■ **Recorded data**

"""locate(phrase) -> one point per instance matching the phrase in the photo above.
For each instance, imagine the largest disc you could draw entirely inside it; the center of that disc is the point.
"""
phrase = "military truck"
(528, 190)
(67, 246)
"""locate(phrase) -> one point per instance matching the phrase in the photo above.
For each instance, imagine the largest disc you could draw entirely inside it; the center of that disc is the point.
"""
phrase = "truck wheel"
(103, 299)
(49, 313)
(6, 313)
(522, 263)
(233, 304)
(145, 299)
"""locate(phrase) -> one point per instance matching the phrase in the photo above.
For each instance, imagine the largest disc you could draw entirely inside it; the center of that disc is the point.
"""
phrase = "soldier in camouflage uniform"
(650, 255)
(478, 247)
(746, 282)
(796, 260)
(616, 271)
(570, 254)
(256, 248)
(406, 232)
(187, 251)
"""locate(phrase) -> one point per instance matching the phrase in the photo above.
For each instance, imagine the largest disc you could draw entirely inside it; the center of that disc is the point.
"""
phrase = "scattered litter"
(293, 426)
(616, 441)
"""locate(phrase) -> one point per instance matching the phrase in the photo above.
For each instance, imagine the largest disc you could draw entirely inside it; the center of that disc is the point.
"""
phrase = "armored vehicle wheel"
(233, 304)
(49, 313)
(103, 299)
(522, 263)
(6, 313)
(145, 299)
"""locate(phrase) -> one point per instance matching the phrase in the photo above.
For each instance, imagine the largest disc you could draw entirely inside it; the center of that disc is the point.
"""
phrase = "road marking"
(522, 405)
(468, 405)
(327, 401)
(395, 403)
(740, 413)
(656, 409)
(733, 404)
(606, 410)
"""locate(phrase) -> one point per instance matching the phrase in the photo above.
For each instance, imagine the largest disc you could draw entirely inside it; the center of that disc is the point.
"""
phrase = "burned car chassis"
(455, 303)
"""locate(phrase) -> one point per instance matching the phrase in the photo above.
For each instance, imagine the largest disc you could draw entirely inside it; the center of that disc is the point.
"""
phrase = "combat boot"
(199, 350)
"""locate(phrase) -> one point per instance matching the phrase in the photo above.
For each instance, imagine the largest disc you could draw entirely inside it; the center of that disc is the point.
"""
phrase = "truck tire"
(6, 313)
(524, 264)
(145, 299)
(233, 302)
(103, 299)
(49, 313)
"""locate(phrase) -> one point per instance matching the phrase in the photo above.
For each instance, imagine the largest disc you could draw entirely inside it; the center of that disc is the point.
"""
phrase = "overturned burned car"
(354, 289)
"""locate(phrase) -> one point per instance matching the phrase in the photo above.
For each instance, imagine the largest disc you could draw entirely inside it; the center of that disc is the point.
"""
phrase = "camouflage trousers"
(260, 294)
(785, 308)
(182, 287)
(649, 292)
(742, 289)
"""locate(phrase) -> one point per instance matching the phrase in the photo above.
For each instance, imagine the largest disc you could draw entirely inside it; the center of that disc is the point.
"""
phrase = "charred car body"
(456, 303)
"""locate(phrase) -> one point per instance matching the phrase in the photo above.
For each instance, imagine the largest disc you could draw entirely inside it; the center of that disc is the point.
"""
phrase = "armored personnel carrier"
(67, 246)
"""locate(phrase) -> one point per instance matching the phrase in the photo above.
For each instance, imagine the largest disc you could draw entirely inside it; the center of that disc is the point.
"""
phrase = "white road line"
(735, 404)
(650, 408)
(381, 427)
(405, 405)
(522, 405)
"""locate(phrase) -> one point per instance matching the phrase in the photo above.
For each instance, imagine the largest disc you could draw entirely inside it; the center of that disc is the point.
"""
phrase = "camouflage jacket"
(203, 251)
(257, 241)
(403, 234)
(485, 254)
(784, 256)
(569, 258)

■ **Task prompt**
Copy every entry exactly.

■ **Answer section**
"""locate(phrase) -> one point per instance matching the phrase in the photo above.
For each instance, imagine the largest disc you could draw entirely inside it; the center of that disc is the point.
"""
phrase = "military truck"
(528, 190)
(67, 246)
"""locate(phrase) -> one point per instance matching the phrase in the photo above.
For each instance, imagine the largest disc you could draw entirely inside it; the center of that disc is the point.
"""
phrase = "truck wheel"
(103, 299)
(49, 313)
(6, 313)
(522, 263)
(233, 304)
(145, 299)
"""locate(phrase) -> one point per instance matching the phrase in the photo above.
For each instance, imagine the largest disc you could draw entirely inside it; the center of that disc is the point.
"""
phrase = "soldier in camouflage uniform"
(650, 255)
(478, 247)
(746, 282)
(796, 260)
(616, 271)
(570, 254)
(256, 248)
(406, 232)
(187, 251)
"""locate(phrase) -> one point per instance matching the phrase in the photo above.
For each instance, imagine the largest disc you could draw entirely inside it; the center of that disc is the point.
"""
phrase = "scattered litter"
(293, 426)
(616, 441)
"""locate(phrase) -> one point per instance matching the phrase in the photo above.
For each instance, imagine the largest disc you could draw entirely inside it; the center of that disc is the point.
"""
phrase = "armored vehicle wheel"
(233, 304)
(49, 313)
(103, 299)
(522, 263)
(6, 313)
(145, 299)
"""locate(phrase) -> one point per instance matching the phrase in the photo above.
For each instance, imagine the largest disc you could draw entirely inside it; the center of that disc is the point.
"""
phrase = "road marking"
(522, 405)
(468, 405)
(327, 401)
(395, 403)
(740, 413)
(656, 409)
(733, 404)
(606, 410)
"""locate(phrase) -> one point per instance matching the phrase in the photo above.
For each instance, imagine the largest disc you could draw entirely inside it; the center of that disc is the point.
"""
phrase = "burned car chassis"
(455, 303)
"""locate(phrase) -> one point per instance matching the phrase in the photo above.
For each instance, imagine the largest disc you could draw entirely inside it; the center of that disc is the point.
"""
phrase = "combat boot"
(199, 350)
"""locate(phrase) -> one point per instance matching the phrase in the photo above.
For each instance, imagine the largest disc you could draw entirely inside it; the center of that disc is the point.
"""
phrase = "truck tire"
(6, 313)
(524, 264)
(145, 299)
(233, 302)
(103, 299)
(49, 313)
"""locate(phrase) -> one point per instance matching the phrase in the photo above.
For each instance, imagine the largest disc you could draw entirely inside it; the center of that disc is the point.
"""
phrase = "overturned burned car"
(354, 289)
"""locate(phrase) -> one point per instance matching the phrase in the photo above.
For each instance, imagine the largest disc you could draw entirely inside it; the center of that disc is the point.
"""
phrase = "camouflage trousers"
(260, 294)
(785, 308)
(182, 287)
(649, 292)
(742, 289)
"""locate(phrase) -> one point per instance matching the phrase in the photo above.
For each instance, imagine the largest disc you could draw entirely inside it; the center of that disc is the point.
"""
phrase = "charred car body"
(456, 303)
"""locate(phrase) -> one point per instance matching the phrase in the photo above.
For each instance, imagine the largest disc you could draw entirely inside it; the center of that disc is the point.
"""
phrase = "armored personnel carrier"
(67, 246)
"""locate(phrase) -> one point per instance matching the phrase in the photo above.
For each instance, imagine the largest disc you could draw entirely inside it; the center of that disc is the point.
"""
phrase = "white road line"
(735, 404)
(650, 408)
(381, 427)
(405, 405)
(522, 405)
"""locate(phrase) -> one point per instance matching the phrase in the photo above.
For each instance, imagine the largest disc you could draw entirely inside it; the center of that disc is the point.
"""
phrase = "camouflage jacket"
(203, 251)
(257, 241)
(403, 234)
(485, 254)
(784, 256)
(569, 258)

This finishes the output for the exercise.